** Start Dataset content **

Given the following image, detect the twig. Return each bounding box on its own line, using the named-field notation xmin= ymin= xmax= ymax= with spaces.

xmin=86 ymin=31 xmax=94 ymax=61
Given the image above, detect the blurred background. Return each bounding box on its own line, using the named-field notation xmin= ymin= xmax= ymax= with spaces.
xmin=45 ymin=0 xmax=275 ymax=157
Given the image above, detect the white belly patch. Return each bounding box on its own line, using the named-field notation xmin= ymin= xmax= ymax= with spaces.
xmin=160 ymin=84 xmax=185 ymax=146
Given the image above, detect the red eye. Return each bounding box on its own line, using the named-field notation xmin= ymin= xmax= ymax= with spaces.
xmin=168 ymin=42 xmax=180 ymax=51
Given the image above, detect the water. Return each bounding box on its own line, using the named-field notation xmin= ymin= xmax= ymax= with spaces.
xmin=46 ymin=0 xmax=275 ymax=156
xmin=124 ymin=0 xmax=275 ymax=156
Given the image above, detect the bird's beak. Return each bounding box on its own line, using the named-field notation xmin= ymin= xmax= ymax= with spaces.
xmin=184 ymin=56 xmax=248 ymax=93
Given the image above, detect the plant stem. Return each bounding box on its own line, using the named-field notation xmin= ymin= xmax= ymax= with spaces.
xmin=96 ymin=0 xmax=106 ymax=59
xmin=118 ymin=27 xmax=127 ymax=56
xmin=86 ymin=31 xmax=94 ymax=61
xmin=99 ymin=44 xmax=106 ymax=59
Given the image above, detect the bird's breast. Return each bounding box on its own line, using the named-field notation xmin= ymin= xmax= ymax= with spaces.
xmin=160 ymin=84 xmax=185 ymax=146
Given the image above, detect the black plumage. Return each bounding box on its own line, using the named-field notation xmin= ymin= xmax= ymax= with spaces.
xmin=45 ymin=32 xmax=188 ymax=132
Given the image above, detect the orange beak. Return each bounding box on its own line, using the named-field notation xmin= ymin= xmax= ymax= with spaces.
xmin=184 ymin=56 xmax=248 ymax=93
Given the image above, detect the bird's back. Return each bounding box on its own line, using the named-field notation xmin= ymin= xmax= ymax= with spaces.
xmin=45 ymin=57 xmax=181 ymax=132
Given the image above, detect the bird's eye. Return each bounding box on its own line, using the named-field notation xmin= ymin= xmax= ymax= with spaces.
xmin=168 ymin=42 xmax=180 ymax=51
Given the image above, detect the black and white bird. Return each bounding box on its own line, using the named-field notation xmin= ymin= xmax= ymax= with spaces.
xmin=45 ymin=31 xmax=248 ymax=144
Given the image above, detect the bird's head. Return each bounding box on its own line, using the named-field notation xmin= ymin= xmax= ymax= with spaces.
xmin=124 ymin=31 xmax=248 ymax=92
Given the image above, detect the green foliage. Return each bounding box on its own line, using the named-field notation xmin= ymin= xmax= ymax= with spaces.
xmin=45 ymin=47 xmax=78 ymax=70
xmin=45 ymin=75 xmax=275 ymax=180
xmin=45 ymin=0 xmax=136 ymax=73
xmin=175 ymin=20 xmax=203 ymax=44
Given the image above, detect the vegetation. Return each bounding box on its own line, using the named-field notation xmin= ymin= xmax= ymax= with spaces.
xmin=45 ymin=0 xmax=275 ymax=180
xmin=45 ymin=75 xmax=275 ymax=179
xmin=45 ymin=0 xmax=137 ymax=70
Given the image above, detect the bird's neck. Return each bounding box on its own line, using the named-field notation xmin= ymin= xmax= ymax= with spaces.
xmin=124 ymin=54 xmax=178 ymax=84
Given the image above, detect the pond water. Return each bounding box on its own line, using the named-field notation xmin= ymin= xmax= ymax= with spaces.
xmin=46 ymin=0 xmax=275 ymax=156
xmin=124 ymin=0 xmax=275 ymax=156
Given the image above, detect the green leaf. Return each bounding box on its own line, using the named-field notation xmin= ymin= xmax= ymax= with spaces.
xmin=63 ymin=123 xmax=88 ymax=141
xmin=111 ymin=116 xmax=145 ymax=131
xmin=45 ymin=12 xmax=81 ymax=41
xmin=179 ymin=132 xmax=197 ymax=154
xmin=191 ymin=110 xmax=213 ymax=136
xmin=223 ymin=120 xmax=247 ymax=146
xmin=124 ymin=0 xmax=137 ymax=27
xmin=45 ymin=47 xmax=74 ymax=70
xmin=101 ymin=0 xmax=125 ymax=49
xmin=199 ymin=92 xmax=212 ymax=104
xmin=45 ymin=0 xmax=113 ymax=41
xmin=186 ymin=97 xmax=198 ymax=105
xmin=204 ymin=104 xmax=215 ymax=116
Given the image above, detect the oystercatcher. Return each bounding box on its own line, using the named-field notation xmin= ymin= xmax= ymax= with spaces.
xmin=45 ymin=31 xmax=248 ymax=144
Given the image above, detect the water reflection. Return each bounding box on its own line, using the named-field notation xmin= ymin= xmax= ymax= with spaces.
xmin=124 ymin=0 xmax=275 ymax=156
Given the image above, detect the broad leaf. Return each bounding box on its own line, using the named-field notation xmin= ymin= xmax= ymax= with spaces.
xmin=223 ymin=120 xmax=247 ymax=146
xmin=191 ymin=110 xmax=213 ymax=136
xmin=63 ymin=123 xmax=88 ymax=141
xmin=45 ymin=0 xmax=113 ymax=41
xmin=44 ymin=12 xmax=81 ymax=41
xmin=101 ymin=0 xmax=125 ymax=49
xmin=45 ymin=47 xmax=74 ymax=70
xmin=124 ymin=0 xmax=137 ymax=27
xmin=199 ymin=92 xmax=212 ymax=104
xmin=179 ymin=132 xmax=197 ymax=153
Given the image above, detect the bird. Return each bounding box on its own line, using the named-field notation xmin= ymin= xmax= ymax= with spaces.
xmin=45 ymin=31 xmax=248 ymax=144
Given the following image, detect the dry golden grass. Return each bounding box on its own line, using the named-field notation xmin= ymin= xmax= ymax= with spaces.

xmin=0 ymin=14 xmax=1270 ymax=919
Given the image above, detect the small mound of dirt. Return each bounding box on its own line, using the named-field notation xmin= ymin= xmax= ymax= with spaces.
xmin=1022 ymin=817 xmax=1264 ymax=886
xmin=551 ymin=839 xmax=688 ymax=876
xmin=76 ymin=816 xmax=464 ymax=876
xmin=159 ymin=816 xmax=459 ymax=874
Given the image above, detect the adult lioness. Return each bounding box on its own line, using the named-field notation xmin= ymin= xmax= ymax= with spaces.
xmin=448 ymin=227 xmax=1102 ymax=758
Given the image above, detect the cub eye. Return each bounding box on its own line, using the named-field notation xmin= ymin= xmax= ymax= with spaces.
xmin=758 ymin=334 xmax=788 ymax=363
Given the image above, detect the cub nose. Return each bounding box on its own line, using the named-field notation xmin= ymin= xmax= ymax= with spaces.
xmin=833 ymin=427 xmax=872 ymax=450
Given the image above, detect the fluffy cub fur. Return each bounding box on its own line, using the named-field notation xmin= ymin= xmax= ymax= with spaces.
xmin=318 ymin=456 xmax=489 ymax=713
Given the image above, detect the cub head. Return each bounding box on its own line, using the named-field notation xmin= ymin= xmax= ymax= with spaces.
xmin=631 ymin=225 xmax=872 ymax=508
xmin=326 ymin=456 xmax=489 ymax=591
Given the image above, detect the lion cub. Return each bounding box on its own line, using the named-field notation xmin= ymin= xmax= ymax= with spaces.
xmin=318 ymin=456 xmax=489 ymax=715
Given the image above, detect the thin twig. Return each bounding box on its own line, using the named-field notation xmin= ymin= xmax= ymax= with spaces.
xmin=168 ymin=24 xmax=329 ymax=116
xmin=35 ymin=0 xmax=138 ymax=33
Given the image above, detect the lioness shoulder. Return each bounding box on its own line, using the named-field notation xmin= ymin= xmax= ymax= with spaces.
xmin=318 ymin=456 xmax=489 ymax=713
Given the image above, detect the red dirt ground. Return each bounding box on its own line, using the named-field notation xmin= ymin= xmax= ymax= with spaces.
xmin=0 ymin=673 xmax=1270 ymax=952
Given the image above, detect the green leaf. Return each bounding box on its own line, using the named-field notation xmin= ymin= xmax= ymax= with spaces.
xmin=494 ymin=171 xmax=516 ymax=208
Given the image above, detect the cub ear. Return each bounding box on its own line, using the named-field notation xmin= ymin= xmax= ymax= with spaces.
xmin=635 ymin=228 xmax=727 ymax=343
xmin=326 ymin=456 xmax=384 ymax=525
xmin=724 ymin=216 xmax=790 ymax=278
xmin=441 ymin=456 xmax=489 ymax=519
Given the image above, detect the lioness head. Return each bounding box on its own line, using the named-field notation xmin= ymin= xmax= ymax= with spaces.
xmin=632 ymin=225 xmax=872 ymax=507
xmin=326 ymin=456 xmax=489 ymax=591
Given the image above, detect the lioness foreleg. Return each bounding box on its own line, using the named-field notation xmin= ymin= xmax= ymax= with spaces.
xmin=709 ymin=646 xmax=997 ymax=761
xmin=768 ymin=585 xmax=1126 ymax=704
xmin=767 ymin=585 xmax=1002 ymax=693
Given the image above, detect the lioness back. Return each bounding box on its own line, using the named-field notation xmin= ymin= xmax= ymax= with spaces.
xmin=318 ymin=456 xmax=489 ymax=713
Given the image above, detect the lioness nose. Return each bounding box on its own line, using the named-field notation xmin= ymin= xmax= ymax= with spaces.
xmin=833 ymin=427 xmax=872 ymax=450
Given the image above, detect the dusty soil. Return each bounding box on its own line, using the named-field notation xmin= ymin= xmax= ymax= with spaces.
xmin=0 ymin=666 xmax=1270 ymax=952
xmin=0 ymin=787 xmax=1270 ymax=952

** End Dataset content **

* [What you will do] Reproduce verbatim the lines of the material above from the line containing "Given the image above, detect the green foliage." through the line containing "xmin=45 ymin=0 xmax=136 ymax=73", including both of those lines.

* [Solution]
Given the image above, detect the green foliage. Return each bounding box on its own line, using the named-field notation xmin= ymin= xmax= ymax= with spaces.
xmin=45 ymin=47 xmax=78 ymax=70
xmin=45 ymin=75 xmax=275 ymax=180
xmin=45 ymin=0 xmax=136 ymax=73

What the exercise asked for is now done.